• YOUR OBJECTIVE: Show every line of the data below that contains the string "clenched", treating case as significant.

• DATA:
____

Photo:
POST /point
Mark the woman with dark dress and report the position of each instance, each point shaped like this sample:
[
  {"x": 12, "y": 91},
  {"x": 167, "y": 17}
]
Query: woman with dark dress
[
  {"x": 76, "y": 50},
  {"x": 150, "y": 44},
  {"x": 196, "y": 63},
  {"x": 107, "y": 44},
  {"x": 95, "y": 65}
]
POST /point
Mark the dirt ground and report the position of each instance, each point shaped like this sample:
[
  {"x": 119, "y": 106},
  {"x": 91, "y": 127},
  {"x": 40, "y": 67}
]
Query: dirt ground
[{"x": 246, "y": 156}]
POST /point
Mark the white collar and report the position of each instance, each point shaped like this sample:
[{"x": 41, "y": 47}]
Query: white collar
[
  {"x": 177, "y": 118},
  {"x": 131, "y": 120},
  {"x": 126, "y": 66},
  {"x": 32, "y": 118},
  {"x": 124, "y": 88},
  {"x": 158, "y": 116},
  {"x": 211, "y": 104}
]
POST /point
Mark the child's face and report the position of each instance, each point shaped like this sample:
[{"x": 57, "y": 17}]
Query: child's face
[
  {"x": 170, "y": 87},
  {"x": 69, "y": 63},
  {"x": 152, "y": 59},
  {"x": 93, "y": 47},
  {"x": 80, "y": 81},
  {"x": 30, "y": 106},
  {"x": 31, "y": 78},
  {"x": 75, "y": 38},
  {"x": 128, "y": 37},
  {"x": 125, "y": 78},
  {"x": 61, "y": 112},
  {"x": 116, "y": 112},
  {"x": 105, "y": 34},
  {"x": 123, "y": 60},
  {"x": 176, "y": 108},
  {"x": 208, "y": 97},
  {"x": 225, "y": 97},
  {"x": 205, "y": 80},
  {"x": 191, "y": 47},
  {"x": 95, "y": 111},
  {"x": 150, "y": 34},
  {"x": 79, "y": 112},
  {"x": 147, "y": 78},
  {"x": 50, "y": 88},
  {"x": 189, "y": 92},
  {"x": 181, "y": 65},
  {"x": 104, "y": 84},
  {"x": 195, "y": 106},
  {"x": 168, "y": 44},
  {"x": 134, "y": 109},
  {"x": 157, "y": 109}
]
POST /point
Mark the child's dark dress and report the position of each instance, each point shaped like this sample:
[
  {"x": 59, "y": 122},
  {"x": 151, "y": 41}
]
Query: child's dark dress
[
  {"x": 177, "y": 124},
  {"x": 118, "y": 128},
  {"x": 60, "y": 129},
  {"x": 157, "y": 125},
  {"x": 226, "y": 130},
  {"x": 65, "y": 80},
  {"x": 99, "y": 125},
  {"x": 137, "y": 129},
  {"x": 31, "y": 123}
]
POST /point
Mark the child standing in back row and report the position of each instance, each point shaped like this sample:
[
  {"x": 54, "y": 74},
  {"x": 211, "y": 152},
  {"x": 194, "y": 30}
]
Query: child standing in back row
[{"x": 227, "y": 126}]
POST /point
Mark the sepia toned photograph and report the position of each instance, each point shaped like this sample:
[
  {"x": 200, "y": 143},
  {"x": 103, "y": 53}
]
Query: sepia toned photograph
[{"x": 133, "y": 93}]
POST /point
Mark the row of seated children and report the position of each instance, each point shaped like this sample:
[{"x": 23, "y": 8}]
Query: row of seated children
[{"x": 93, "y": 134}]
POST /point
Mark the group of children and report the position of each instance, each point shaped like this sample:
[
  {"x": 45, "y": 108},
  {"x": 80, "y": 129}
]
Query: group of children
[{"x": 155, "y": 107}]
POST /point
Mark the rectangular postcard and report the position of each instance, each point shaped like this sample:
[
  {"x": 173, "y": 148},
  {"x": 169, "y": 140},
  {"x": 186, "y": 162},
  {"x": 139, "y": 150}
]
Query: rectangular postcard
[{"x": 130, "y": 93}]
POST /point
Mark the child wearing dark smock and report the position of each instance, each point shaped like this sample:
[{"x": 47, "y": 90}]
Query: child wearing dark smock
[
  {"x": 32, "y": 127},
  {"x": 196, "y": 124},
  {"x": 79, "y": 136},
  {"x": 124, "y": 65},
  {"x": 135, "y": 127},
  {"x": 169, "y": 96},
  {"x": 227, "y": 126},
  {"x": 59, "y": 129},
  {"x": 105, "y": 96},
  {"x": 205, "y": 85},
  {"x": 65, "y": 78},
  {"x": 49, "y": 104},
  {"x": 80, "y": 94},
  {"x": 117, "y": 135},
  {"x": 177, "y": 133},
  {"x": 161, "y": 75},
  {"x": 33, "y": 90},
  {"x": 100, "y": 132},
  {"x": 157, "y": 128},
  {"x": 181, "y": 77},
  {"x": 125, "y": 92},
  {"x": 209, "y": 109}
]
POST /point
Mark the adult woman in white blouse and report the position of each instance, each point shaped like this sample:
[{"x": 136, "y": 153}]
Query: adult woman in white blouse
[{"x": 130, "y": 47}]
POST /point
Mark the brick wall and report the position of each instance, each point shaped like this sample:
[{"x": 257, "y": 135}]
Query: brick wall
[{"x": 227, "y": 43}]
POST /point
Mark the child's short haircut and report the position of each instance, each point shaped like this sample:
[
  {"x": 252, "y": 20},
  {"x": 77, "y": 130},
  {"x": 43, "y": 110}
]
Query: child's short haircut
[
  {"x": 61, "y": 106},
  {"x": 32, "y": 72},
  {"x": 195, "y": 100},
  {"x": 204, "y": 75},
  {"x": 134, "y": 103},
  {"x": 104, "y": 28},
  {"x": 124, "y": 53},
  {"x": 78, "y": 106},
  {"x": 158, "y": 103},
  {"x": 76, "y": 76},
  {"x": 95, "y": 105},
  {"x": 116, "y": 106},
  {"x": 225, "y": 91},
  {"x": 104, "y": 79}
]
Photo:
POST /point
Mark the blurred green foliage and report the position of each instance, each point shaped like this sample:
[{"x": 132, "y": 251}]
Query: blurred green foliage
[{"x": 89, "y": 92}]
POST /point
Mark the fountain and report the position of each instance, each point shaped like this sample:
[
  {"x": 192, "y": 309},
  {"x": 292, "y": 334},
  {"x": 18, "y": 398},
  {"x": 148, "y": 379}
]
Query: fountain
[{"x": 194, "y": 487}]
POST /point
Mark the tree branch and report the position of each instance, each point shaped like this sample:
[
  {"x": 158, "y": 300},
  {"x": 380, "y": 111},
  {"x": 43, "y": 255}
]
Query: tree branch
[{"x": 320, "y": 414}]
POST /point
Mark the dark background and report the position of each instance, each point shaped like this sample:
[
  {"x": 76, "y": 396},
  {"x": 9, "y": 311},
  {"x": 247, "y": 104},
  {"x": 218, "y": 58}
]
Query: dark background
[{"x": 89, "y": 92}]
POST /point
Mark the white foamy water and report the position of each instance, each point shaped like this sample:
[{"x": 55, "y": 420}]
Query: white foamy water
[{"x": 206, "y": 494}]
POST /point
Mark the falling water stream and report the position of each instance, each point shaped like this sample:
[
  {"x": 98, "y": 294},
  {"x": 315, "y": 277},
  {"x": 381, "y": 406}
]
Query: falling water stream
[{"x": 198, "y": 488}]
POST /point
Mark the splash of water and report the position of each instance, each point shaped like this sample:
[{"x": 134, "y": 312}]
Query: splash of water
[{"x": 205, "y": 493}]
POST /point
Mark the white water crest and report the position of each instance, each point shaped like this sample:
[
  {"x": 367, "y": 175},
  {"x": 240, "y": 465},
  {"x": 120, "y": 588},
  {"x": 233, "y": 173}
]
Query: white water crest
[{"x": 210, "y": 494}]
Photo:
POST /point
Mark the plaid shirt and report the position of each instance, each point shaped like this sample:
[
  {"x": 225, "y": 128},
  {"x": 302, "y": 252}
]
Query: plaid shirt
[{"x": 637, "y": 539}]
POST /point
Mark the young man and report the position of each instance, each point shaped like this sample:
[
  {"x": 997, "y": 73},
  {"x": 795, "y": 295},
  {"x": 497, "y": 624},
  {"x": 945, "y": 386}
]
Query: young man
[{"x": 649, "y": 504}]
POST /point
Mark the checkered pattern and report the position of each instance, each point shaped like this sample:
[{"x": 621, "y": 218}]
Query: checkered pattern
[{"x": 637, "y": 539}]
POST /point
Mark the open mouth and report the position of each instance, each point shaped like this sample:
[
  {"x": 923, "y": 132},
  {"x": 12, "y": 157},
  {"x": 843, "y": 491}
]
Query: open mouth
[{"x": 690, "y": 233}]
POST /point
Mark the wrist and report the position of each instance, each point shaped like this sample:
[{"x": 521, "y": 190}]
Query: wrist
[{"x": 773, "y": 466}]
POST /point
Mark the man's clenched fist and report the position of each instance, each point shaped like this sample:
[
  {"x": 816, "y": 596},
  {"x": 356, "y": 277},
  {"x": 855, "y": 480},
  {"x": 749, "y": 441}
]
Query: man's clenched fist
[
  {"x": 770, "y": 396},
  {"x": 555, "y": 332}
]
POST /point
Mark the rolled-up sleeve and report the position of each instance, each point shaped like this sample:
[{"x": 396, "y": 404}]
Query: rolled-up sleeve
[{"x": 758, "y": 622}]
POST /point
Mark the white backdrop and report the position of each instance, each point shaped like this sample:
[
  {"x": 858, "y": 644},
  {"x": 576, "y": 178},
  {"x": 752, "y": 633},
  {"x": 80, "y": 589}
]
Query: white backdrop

____

• TASK ANSWER:
Mark the man's clenched fist and report the position of each instance, each point shaped like this sample:
Query: man's clenched fist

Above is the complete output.